REQUIRED TASK
Transcribe all of the lines below verbatim, changing nothing.

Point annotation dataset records
==================================================
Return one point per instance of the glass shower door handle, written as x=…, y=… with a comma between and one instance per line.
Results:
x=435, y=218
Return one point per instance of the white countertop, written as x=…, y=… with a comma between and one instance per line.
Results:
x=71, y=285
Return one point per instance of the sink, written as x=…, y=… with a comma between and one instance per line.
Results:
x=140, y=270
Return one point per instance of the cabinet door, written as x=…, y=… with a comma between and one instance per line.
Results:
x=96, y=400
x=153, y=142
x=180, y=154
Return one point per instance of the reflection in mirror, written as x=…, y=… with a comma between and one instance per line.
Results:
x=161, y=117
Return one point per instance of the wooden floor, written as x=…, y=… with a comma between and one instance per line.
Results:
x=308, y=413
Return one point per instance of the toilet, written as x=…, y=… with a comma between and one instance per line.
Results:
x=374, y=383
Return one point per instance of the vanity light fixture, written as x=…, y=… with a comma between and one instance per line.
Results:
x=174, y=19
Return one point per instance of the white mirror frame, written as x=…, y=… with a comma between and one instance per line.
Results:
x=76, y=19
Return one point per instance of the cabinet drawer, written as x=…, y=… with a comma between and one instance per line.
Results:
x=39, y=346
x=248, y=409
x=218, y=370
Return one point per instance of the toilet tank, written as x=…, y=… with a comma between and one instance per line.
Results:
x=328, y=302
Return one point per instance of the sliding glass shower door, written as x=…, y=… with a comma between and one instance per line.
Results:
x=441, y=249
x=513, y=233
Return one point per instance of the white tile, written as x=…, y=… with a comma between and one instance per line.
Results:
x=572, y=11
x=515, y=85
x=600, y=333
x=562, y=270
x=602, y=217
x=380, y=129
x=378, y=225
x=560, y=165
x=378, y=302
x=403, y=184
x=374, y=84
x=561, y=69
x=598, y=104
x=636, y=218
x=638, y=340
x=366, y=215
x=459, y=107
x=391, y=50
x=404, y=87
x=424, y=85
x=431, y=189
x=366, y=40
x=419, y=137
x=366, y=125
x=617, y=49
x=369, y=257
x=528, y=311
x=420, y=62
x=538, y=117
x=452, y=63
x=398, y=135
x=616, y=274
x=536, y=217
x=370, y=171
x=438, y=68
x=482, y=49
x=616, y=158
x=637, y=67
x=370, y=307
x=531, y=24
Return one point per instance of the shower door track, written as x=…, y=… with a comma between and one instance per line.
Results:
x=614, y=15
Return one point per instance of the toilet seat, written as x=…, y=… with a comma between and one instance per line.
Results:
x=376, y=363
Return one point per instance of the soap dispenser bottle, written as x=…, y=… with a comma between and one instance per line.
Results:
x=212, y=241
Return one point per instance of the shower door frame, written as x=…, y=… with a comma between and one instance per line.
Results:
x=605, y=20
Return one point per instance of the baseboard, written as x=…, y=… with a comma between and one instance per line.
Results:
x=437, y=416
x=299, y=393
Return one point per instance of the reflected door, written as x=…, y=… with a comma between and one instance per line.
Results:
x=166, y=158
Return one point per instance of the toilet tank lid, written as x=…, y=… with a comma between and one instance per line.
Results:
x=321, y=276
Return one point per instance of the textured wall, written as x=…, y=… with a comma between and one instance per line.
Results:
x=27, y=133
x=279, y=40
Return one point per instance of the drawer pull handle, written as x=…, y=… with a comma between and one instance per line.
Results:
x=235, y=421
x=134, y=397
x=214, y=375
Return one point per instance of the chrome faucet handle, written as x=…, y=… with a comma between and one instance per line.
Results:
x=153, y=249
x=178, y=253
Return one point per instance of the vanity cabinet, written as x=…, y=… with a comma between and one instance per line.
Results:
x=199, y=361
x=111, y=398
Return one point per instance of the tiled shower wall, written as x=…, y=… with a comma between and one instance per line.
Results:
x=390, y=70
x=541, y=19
==================================================
PROBLEM SOLUTION
Return one point per instance of the glass shower door handle, written as x=…, y=… with a comma between and one instance per line.
Results:
x=435, y=218
Return one point per instance of the white countertop, written as x=…, y=… with a comma between and one instance per line.
Results:
x=71, y=285
Return one point per instance of the sink, written as x=…, y=… with a comma between and one instance per line.
Results:
x=140, y=270
Return one point per instance of the cabinet door, written as x=…, y=… with a comma between and one instance per line.
Results:
x=96, y=400
x=153, y=142
x=180, y=154
Return one point per instance of the reflection in mirror, written as x=…, y=… with a comma between and one instance per line.
Results:
x=161, y=117
Return one point per instance of the wooden floor, written as x=…, y=… with a comma between and one instance per line.
Results:
x=308, y=413
Return one point per instance of the toilet, written as x=…, y=… with a comma between and one instance per line.
Results:
x=374, y=383
Return one point per instance of the vanity light fixture, written as x=…, y=… with a comma between and one instance per line.
Results:
x=174, y=19
Return one point per instance of the white mirror frame, written as x=…, y=… with a comma between and one instance per line.
Results:
x=76, y=19
Return one point per instance of the cabinet drawer, written as x=…, y=… with a comma between and one instance per line.
Results:
x=39, y=346
x=248, y=409
x=218, y=370
Return one point per instance of the toilet tank, written as x=…, y=… with a comma between and one instance per line.
Results:
x=328, y=302
Return one point per instance of the sliding glass shower door, written as x=…, y=… with a comma between and one instance per line.
Results:
x=441, y=249
x=513, y=233
Return one point per instance of the white tile, written as x=…, y=… with a comma between and one instance per line.
Results:
x=572, y=11
x=515, y=85
x=600, y=333
x=562, y=270
x=602, y=217
x=380, y=129
x=378, y=225
x=560, y=165
x=378, y=302
x=403, y=184
x=374, y=84
x=561, y=69
x=598, y=104
x=636, y=218
x=638, y=340
x=366, y=215
x=459, y=107
x=391, y=50
x=404, y=87
x=424, y=85
x=431, y=189
x=366, y=40
x=419, y=137
x=366, y=125
x=617, y=49
x=369, y=257
x=528, y=311
x=420, y=62
x=538, y=117
x=452, y=63
x=398, y=135
x=616, y=274
x=536, y=217
x=370, y=171
x=438, y=68
x=482, y=49
x=616, y=158
x=637, y=67
x=370, y=307
x=531, y=24
Return one point per instance of the shower door track, written as x=…, y=… with a comma between and one instance per line.
Results:
x=614, y=15
Return one point per instance of the toilet seat, written as x=…, y=… with a comma between and one instance per line.
Results:
x=376, y=363
Return one point per instance of the soap dispenser bottle, written as x=…, y=… with a comma between and one instance per line.
Results:
x=212, y=241
Return one point per instance of the shower door frame, written as x=…, y=… with a comma between and one instance per line.
Results:
x=605, y=20
Return one point per instance of the baseboard, written as x=…, y=… with a comma between and one instance per line.
Results:
x=437, y=416
x=299, y=393
Return one point per instance of the reflected door, written as x=…, y=… with a comma between and one instance per line.
Results:
x=166, y=158
Return one point per instance of the toilet tank lid, written as x=…, y=… with a comma between and one instance per line.
Results:
x=321, y=276
Return one point per instance of the textured wall, written as x=…, y=… with a comma between and one instance per line.
Results:
x=27, y=133
x=279, y=40
Return one point per instance of the drawer pull handle, written as x=…, y=… with a comma between and one instance per line.
Results:
x=235, y=421
x=134, y=397
x=214, y=375
Return one point per instance of the chrome faucet handle, written as x=…, y=… with a comma between and one instance per line.
Results:
x=153, y=249
x=178, y=253
Return one point per instance of the vanity cabinet, written as x=…, y=… with a comma between and one instance per line.
Results:
x=199, y=361
x=111, y=398
Return one point per instance of the tiled shower wall, written as x=…, y=… with a comma between and one instance per line.
Results:
x=390, y=70
x=541, y=19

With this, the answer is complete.